**EXERCISE DESCRIPTION:**
Rewrite the material below, swapping every "flower cluster" for "bloom cluster" and leaving everything else the same.

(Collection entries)
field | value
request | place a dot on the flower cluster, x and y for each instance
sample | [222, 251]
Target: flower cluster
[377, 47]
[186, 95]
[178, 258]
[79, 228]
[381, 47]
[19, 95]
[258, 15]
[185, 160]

**TASK SOLUTION:**
field | value
request | place a dot on the bloom cluster, x and y for each instance
sample | [222, 251]
Target: bloom cluster
[377, 47]
[186, 95]
[178, 258]
[79, 228]
[381, 47]
[19, 95]
[258, 15]
[185, 160]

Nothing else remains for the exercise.